**TEXTO EXTRAÍDO:**
El paisaje es el basamento en el que el pintor Juan Guerra fundamenta la comunicabilidad de su propuesta pictórica, pero, ¿es Juan Guerra un pintor de paisajes en su sentido tradicional, entendido al modo en que es la copia del natural? No, en Juan Guerra el paisaje es la disculpa para meditar el trasfondo del mismo paisaje; a veces, el trasfondo de sí mismo

Ninguno de los paisajes pintados por Juan Guerra pueden hallarse en la naturaleza, no obstante, el pintor recuerda constantemente que su aprendizaje para discernirlo lo halló en las medianías de la isla, en aquellas primeras correrías conscientes dadas en su segunda infancia y primera juventud. Desde ese momento, cuando acude al lienzo la retina le devuelve siempre, son sus palabras, a los Altos de Guía (Gran Canaria), de donde toma la fuente continua que alimenta su memoria del paisaje insular.

Pero el paisaje que rememora el pintor ante el lienzo será el paisaje que reconstruye la emoción, ajena de la retentiva que obliga a la traslación veraz donde la realidad impone su constructo. De esta manera, será una simple sombra proyectada por un arbusto, un escaso volumen alzado por una piedra, la invisibilidad de una brisa agitando levemente una rama o un rumor de almagre posado en el horizonte lo que provoque que, una y otra vez más hasta el desborde, Juan Guerra convoque sobre la superficie de la pieza, tantos paisajes como memorias del paisaje se puedan reconstruir, desbrozar, habilitar, desenvolver, pero jamás trasladar o acaso copiar del propio paisaje en sí.

Porque no es el paisaje la vocación última de Juan Guerra cuando nos hace atravesar el lado fijado de otra realidad, será una estimación de su infinita lectura de la historia del paisaje para contraer en él el símbolo que al cabo viene a representar. Así es tal que, y esta vez lo ha decido hacer, cuando el pintor nos convoca ante un paisaje memorado como Fuerteventura, no es la porción de isla, la característica de su certeza paisajística lo que en el cuadro se representa y, sin embargo, tras la contemplación demorada, el convencimiento a la mirada que lo escruta, ese paisaje se torna universal: de ahora en adelante esa y no otra será la representatividad por la que la isla va a ser reconocida. El pintor ha recreado no lo que el ojo acierta a ver de Fuerteventura, sino la Fuerteventura que pasará a nuestro hondo patrimonio ocular como el pintor nos la simbolizó.

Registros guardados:

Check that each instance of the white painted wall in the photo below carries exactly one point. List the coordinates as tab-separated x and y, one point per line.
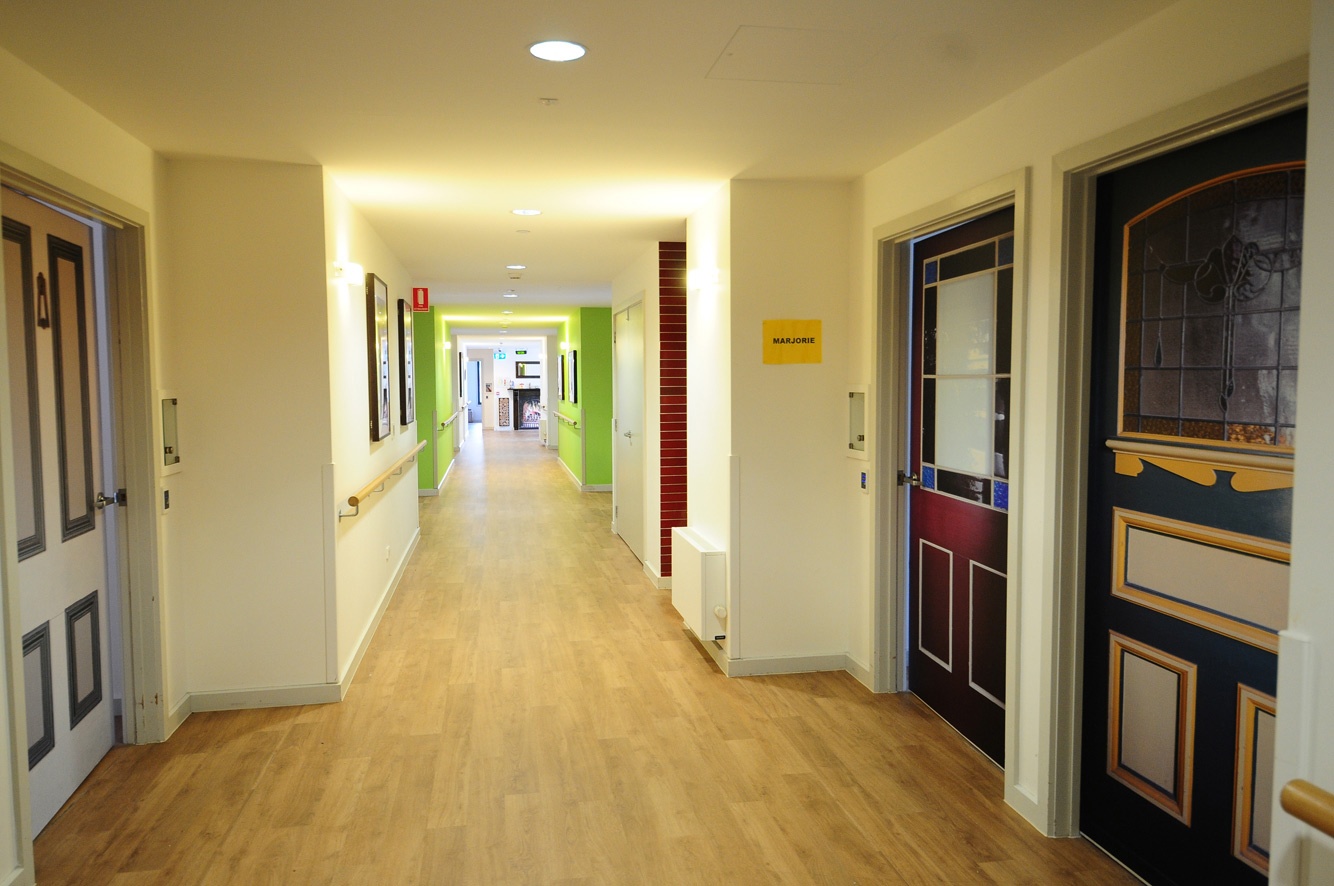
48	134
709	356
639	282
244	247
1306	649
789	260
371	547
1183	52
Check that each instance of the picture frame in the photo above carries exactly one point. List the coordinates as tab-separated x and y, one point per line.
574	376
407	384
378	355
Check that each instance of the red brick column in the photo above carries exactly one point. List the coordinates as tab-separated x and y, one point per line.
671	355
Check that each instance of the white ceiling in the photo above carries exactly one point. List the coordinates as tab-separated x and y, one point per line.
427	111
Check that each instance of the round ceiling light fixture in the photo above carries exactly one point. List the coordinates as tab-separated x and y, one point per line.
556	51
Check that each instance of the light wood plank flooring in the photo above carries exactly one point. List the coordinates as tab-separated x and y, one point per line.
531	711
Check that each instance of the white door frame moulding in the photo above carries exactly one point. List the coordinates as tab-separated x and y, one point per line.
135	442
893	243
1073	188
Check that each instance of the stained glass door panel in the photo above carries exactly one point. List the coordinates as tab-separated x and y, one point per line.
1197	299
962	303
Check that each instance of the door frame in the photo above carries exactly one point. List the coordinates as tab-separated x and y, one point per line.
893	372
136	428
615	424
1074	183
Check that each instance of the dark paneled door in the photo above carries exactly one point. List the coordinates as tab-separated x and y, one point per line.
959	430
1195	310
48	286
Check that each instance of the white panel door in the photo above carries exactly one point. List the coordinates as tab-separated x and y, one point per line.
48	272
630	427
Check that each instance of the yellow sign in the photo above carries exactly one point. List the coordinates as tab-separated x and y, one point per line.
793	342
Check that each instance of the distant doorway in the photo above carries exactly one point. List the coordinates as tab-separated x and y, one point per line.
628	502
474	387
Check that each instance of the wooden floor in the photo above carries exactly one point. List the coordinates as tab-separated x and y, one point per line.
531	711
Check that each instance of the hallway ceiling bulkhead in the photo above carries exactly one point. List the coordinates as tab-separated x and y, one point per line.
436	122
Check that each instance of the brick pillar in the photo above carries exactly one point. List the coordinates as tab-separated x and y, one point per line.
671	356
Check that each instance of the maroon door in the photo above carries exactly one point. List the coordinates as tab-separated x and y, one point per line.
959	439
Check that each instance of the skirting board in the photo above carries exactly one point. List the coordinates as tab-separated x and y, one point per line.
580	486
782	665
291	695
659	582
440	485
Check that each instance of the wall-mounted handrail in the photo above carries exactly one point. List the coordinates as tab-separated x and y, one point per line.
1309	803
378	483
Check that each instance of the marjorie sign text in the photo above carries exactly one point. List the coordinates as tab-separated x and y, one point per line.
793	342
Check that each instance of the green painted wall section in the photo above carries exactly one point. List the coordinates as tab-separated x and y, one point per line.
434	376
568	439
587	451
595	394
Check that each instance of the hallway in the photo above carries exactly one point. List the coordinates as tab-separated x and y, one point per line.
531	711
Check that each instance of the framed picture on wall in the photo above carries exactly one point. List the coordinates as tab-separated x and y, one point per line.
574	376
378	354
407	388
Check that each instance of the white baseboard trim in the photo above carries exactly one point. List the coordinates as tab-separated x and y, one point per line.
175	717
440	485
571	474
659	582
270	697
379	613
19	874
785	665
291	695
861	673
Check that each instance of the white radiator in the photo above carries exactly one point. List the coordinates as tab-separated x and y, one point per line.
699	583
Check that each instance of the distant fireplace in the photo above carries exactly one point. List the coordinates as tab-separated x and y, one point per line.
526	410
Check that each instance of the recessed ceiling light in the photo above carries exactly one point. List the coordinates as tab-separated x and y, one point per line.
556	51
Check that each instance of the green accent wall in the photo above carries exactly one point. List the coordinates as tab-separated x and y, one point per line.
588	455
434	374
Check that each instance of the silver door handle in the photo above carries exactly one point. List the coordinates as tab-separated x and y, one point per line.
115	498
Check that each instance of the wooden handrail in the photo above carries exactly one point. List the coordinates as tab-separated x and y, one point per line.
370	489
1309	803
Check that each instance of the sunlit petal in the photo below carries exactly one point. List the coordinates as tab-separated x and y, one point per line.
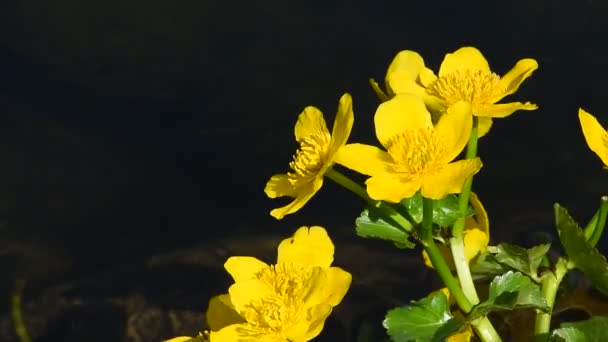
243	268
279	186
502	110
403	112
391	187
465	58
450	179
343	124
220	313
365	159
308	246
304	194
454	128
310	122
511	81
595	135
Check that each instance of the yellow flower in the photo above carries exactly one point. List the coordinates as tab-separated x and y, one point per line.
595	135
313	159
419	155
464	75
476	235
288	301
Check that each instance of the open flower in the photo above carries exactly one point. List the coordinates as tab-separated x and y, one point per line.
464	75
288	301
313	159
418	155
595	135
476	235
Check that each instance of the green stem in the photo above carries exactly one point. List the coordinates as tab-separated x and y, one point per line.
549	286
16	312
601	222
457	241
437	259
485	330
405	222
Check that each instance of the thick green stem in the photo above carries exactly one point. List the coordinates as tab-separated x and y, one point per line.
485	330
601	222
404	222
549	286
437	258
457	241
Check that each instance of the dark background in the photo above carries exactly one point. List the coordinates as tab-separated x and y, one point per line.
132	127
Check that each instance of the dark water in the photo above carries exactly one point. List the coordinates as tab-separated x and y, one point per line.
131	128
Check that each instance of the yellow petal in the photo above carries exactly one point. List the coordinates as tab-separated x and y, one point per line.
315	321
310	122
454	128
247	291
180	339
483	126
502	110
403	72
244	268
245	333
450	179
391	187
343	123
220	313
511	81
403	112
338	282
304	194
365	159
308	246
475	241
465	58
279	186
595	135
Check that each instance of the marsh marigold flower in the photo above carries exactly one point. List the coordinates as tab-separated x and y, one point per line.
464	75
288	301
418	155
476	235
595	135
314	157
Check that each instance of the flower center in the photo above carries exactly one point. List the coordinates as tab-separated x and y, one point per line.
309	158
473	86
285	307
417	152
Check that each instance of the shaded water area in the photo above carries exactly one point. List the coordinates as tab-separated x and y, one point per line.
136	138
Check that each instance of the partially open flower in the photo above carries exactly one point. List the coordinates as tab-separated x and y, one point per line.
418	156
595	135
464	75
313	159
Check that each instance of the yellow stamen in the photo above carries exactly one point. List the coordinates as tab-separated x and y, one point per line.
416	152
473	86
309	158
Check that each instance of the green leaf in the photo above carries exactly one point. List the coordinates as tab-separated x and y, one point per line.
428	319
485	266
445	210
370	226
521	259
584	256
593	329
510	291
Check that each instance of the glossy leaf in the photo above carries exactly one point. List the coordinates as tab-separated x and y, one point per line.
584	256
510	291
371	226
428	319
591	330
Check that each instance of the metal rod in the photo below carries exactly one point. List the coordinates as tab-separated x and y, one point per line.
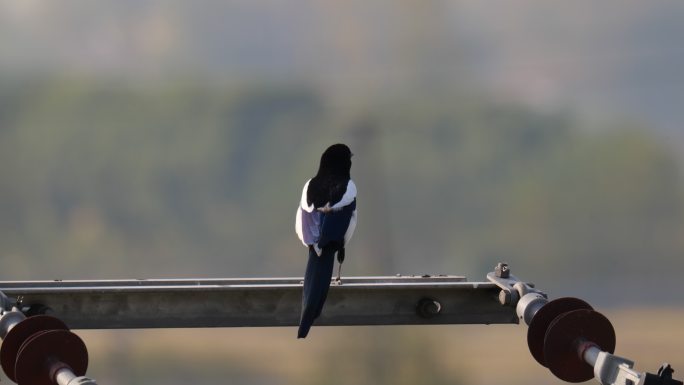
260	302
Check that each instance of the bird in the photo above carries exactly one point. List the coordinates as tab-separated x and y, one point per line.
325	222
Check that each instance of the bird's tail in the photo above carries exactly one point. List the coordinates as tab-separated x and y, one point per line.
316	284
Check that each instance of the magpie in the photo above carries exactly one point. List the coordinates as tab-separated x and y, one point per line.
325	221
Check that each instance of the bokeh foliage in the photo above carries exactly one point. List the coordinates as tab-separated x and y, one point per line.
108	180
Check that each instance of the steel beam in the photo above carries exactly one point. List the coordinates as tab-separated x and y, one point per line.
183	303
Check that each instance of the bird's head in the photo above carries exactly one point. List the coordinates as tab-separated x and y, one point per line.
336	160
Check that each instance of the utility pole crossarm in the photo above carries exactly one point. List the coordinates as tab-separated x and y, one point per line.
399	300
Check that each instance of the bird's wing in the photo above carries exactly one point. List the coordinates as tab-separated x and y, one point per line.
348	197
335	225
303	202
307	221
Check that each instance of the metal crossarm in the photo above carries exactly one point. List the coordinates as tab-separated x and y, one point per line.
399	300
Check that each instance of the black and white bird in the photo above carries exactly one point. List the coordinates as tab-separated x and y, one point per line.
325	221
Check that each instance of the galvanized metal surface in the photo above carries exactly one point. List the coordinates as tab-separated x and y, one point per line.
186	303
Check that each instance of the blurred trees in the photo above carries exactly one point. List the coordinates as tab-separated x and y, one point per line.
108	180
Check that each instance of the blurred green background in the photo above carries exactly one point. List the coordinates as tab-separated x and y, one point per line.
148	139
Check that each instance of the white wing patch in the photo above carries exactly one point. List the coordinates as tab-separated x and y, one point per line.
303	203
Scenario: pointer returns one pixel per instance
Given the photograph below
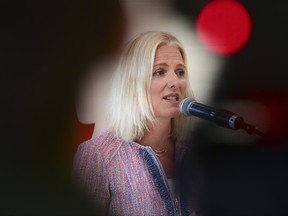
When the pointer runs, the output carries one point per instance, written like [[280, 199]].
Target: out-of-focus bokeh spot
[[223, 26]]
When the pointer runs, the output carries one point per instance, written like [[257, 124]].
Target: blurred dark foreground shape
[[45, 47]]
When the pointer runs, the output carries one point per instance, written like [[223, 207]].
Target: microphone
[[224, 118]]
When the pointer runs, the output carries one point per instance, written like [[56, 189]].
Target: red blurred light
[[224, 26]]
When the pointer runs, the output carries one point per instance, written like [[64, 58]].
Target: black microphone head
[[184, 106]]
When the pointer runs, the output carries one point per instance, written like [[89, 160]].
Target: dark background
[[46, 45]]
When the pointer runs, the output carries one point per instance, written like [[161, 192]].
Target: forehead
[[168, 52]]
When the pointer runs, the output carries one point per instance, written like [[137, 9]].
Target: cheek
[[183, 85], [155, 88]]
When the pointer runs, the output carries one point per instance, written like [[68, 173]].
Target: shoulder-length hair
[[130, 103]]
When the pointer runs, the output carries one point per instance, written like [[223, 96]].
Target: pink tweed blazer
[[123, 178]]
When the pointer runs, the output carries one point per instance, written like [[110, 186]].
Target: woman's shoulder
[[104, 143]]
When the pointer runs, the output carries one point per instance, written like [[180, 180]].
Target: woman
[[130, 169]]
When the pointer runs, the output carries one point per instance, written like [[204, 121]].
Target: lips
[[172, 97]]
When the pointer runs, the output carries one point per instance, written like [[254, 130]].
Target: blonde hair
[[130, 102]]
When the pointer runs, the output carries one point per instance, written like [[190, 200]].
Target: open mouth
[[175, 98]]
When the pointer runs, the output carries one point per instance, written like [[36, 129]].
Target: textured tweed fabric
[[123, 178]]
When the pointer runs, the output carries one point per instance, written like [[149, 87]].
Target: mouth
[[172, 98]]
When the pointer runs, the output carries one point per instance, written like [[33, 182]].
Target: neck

**ACTIVIDAD:** Enumera lo que, según el texto extraído, puede provocar que Juan Guerra convoque sobre la superficie de la pieza tantos paisajes como memorias del paisaje.

**RESPUESTA:**
- Una simple sombra proyectada por un arbusto
- Un escaso volumen alzado por una piedra
- La invisibilidad de una brisa agitando levemente una rama
- Un rumor de almagre posado en el horizonte